Openness to Input and Feedback Drives Self-Correction

If we never experience the feedback of others, we can only rely on our own. It’s often faulty, so self-correction is seldom. We continue to repeat the same patterns because they are comfortable. This mindset is what I call a bubble state. It’s a major theme in my book The In-Between: Life in the Micro.

In the book, I talk about how limiting bubble states are. They keep us macro-focused, seeking some accomplishment. Nothing connected to achieving this doesn’t matter. It’s a relentless obsession and prevents self-correction. Overcoming it means you have to be open to input from outside sources.

Bubble States Are Insular

Imagine that this bubble state is a literal armor that doesn’t allow anything to penetrate it. Being in this scenario, you never consider anything outside yourself. I know from experience that a bubble state keeps you disconnected. In the end, there’s always collateral damage.

A bubble state is insular and sits in the macro. The outcome could be that you reached your goal but failed to learn lessons and enjoy the micro-moments.

Coming out of a bubble state is a hard journey. It requires reflection and building awareness. A key component is welcoming input and feedback.

Self-Correction Requires Living in the Micro

What happens when you leave the bubble state and live in the micro? It’s like an evolution. You transition from only desiring to achieve the target to learning from the micro-moments. In this shift, you open yourself to connection and feedback.

Living in the micro may seem mundane. Yet, every monumental moment is the result of a million small ones. Setting goals and pursuing them is never a bad trait to have. It’s how you go about it that needs to change.

There are things to learn in every interaction. A brief conversation can have a great impact in the long run. Even if you expressly practice this, you’ll still make mistakes, falling into the trap of a macro focus. I do, however, realize that there are times when I miss feedback in front of me.

There Is No Failure, Only Feedback

When I feel the pull of the macro, I recenter my thoughts to allow me to exist in the in-between. One mantra that helps me do this is reminding myself there is no failure. Most things in life won’t go the way you expect or need. Rather than label it as a failure, I believe there’s only feedback, and taking action delivers this.

When you examine the input you receive, your intentions in a situation can change. You’ll set intentions for every experience, but they need to be agile. Rigid intentions are bubble state behaviors.

Being able to accept feedback is crucial to self-correction, which enables us to become better people, personally and professionally. It can come from family, friends, colleagues, or even a coach. You can’t do this alone, which makes it more difficult. It’s hard to ask for and receive help from others, yet it’s critical to self-correction and finding peace and joy.

Learn more about the value of feedback by reading my book.

Shifting Your Identity to a Serving State

Identity is fluid if you’re open to evolving and changing. Everything we experience impacts our identity. Mine was once very rigid and self-serving, even when I had the best intentions. However, I realized this wasn’t a healthy path to continue on, and I wanted to shift to a serving state.

How I was able to do this is the heart of my book, The In-Between: Life in the Micro. It focuses on the two unique environments—the micro and macro. The micro is the in-between consisting of all the little moments in life. The macro is the big picture, encompassing goals and milestones.

§ Information given
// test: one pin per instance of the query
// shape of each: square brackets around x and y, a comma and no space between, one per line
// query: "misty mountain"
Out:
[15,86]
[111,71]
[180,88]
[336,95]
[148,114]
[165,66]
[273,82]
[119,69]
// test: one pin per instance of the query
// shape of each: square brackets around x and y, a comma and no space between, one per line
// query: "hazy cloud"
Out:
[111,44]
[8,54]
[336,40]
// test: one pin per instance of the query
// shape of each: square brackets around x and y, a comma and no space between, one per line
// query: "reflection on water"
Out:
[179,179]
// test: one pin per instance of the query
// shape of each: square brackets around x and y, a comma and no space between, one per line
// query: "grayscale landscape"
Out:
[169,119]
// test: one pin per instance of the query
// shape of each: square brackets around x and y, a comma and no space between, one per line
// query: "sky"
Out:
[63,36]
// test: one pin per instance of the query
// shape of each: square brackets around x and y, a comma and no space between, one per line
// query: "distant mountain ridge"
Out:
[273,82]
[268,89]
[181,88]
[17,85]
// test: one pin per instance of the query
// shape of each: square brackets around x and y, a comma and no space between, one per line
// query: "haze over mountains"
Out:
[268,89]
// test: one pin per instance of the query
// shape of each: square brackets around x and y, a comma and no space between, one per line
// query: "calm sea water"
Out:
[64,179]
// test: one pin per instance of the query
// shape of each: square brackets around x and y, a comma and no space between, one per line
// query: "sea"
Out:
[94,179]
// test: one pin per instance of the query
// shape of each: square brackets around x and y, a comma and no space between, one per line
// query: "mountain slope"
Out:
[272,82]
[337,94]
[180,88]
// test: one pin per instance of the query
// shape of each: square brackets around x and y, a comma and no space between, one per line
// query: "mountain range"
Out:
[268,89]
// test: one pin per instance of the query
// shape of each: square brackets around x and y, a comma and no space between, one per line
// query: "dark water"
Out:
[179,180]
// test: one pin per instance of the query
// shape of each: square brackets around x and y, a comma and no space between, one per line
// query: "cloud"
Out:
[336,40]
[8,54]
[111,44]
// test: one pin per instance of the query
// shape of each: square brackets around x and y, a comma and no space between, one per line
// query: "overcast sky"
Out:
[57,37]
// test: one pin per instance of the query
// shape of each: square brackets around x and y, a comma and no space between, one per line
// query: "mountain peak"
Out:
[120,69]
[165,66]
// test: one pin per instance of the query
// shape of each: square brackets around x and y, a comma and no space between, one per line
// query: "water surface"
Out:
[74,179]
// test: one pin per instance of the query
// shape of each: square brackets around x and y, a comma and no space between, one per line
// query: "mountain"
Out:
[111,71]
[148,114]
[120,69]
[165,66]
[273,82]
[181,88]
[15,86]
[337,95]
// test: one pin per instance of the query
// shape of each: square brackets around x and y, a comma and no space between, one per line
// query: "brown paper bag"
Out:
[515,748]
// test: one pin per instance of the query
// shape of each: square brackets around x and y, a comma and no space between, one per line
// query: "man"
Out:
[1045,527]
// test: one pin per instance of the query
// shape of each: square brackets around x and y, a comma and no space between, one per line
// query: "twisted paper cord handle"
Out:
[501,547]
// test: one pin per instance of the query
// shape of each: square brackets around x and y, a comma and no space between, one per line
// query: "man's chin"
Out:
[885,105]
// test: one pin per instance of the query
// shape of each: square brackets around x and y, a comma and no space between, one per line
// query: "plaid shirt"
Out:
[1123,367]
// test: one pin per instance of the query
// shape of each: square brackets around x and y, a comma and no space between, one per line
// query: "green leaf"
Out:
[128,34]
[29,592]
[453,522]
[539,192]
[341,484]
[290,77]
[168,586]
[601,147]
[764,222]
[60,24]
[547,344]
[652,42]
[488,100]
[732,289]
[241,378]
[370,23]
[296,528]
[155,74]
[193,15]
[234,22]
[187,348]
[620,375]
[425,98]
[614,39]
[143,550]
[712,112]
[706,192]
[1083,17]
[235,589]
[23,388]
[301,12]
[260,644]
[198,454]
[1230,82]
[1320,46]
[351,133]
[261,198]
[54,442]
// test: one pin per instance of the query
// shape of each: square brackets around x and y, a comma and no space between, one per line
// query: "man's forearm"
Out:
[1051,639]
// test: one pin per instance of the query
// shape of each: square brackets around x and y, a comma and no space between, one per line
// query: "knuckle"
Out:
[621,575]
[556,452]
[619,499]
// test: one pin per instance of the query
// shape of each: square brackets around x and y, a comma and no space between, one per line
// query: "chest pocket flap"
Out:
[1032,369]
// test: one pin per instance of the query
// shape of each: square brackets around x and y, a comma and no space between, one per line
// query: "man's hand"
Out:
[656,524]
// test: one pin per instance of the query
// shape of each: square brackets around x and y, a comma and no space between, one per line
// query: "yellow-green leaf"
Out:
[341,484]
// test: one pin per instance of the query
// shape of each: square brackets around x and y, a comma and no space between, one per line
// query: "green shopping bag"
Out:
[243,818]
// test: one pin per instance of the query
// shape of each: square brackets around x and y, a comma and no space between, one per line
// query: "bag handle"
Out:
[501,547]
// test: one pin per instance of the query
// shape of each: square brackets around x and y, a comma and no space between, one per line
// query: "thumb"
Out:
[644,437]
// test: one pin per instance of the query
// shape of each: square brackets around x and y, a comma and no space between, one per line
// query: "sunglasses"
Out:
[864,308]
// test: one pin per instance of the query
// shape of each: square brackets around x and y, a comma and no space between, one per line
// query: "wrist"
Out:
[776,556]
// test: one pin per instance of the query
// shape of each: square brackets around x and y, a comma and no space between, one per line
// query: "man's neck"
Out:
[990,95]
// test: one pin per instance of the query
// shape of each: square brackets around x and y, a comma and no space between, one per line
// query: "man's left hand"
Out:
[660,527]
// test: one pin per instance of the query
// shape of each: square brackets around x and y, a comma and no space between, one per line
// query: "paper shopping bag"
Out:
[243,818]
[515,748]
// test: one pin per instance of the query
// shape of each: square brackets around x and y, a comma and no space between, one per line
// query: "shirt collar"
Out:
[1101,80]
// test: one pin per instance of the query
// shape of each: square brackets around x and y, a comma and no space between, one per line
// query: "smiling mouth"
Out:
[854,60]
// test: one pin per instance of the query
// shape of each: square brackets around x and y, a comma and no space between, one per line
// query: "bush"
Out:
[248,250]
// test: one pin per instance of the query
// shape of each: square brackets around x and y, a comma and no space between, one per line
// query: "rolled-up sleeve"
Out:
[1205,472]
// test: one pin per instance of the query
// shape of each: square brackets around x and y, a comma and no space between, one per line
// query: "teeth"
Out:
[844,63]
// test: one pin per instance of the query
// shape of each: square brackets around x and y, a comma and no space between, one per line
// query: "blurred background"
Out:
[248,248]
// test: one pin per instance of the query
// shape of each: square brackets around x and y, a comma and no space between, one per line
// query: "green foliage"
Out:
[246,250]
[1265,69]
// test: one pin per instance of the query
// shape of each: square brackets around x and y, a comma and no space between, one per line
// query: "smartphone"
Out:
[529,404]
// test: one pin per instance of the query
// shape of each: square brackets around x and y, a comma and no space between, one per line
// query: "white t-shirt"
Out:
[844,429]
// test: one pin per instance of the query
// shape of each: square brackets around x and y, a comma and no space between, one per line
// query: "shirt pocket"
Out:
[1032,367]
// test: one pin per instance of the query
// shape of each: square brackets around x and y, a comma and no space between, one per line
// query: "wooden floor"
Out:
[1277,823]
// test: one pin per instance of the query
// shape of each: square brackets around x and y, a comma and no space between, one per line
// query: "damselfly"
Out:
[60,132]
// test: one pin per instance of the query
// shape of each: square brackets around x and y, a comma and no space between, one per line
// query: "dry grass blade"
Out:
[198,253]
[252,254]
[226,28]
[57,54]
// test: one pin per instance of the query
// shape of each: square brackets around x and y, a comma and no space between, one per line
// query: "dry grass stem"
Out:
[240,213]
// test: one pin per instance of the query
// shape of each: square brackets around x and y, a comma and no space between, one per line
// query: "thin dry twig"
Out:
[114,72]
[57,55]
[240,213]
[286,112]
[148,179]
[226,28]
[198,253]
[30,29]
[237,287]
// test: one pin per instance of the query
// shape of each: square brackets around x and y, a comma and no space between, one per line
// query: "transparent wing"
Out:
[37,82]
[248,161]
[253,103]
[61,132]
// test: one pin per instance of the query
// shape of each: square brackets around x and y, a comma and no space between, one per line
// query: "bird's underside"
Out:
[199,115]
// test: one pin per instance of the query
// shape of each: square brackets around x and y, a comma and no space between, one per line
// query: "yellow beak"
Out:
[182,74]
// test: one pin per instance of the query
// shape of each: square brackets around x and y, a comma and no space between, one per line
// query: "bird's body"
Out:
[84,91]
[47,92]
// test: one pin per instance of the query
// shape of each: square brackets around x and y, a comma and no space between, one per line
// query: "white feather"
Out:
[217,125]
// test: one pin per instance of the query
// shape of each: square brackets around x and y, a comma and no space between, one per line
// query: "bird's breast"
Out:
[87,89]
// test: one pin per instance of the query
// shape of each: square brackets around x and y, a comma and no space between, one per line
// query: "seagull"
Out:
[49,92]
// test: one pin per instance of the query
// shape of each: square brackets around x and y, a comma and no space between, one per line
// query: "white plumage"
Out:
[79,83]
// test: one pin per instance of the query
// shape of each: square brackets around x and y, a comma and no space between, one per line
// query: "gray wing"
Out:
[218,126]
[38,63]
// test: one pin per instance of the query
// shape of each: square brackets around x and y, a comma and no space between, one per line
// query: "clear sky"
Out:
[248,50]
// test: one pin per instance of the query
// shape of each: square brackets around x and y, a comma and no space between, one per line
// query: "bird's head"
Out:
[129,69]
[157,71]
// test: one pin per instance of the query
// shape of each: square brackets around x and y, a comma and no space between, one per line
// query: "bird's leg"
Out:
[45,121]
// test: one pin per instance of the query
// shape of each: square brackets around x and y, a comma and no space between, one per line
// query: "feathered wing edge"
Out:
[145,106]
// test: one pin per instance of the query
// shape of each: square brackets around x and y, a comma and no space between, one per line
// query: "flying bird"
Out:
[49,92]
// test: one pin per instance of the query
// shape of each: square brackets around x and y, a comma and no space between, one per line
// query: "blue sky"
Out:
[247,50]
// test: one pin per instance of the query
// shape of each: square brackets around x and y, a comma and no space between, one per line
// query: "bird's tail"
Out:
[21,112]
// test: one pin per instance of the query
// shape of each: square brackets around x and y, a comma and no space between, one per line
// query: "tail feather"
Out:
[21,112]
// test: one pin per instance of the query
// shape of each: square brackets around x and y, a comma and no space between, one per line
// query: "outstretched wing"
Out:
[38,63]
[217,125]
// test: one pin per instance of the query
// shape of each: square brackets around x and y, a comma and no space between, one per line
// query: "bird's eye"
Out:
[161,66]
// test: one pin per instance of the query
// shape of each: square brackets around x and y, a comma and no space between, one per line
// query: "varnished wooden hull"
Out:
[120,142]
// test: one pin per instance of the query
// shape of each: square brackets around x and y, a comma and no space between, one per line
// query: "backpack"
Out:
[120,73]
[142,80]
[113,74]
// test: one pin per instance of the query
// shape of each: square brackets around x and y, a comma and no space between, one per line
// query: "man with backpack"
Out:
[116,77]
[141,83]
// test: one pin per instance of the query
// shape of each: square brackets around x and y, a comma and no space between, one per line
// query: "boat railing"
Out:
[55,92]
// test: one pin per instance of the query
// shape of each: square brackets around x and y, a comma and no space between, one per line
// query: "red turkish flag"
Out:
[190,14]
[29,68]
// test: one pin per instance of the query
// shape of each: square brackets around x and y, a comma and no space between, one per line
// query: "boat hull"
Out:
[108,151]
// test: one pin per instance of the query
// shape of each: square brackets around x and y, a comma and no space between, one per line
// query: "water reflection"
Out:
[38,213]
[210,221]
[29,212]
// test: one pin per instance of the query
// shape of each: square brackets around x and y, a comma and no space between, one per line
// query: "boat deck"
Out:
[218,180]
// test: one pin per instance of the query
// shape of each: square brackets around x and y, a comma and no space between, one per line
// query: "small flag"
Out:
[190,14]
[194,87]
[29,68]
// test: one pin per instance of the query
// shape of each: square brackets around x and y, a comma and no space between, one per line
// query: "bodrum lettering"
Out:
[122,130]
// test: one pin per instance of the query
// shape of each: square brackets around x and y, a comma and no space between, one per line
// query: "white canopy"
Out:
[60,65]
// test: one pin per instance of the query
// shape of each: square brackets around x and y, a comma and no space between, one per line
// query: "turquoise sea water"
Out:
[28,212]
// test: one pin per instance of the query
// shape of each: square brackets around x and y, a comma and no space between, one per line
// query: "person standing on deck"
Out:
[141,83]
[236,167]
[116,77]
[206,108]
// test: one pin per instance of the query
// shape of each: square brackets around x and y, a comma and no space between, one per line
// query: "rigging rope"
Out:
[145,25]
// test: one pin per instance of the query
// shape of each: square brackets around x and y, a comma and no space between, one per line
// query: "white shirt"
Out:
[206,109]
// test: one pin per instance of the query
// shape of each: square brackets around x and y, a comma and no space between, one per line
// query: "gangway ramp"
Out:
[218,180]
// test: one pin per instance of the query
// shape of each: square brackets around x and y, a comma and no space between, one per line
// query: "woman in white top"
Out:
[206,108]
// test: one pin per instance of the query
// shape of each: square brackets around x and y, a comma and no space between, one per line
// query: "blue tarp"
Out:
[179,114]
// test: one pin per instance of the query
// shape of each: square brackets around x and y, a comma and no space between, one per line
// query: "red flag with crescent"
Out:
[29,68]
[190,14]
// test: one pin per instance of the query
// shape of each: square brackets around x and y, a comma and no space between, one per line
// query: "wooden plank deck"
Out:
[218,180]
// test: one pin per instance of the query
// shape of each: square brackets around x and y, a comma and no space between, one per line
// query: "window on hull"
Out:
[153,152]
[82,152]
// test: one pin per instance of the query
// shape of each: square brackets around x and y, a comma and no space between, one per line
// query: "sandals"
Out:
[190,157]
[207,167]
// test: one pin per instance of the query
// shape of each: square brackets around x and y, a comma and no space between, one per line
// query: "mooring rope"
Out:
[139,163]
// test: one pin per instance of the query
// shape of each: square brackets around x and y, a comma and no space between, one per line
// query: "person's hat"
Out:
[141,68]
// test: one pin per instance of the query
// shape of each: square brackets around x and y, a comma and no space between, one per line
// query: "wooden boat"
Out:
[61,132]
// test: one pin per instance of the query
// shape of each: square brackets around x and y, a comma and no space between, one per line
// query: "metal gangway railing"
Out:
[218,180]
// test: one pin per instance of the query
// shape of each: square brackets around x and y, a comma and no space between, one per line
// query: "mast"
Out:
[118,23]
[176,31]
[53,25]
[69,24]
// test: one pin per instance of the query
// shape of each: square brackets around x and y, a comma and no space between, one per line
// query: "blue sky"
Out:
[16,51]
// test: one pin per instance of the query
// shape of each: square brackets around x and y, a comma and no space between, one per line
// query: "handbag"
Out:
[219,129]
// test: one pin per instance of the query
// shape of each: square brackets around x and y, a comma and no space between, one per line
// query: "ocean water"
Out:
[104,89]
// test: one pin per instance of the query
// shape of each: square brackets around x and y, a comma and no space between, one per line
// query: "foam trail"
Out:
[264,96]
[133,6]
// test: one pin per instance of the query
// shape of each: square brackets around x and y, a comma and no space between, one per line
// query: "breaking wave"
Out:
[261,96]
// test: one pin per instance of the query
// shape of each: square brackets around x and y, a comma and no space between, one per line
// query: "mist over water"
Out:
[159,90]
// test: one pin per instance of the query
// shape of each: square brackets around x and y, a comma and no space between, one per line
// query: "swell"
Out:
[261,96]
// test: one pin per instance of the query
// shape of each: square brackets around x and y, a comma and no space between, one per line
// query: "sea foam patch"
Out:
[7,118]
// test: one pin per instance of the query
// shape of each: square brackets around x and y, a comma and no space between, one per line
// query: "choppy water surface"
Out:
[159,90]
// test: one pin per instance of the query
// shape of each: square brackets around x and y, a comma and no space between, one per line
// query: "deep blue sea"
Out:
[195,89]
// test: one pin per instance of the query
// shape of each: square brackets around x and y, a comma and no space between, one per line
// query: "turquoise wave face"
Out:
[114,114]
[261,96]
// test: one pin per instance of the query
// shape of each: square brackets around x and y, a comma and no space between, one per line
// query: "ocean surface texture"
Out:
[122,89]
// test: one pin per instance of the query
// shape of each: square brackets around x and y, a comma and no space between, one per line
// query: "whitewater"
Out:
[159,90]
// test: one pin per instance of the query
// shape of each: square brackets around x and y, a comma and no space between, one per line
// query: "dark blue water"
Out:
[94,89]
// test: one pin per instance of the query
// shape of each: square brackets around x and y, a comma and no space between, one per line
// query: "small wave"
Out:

§ Problem statement
In one to three sentences, explain why the text on feedback and self-correction says self-correction is seldom for someone who never experiences the feedback of others. The records come from a different source than the text.

§ Output for this task
Without feedback from others, a person can rely only on their own, and that is often faulty. So they keep repeating the same patterns because those patterns are comfortable.